#### Record list ####
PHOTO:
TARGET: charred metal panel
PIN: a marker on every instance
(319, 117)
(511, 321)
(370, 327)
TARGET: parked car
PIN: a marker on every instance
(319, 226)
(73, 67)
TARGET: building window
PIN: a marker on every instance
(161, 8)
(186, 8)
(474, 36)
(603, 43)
####
Please render every line of the entries above as a Markdown table, skipping blank lines, with a "Row" column numbering each line and a "Text" column holding the line itself.

| Row | Text |
|---|---|
| 1 | PHOTO: |
| 2 | TARGET: charred metal panel |
| 3 | PIN: a marker on every instance |
| 4 | (319, 117) |
| 5 | (511, 321) |
| 6 | (370, 327) |
| 7 | TARGET: parked car |
| 8 | PIN: a marker on every instance |
| 9 | (319, 226) |
| 10 | (73, 67) |
| 11 | TARGET: building window |
| 12 | PIN: a marker on every instance |
| 13 | (161, 8) |
| 14 | (186, 8) |
| 15 | (474, 36) |
| 16 | (603, 43) |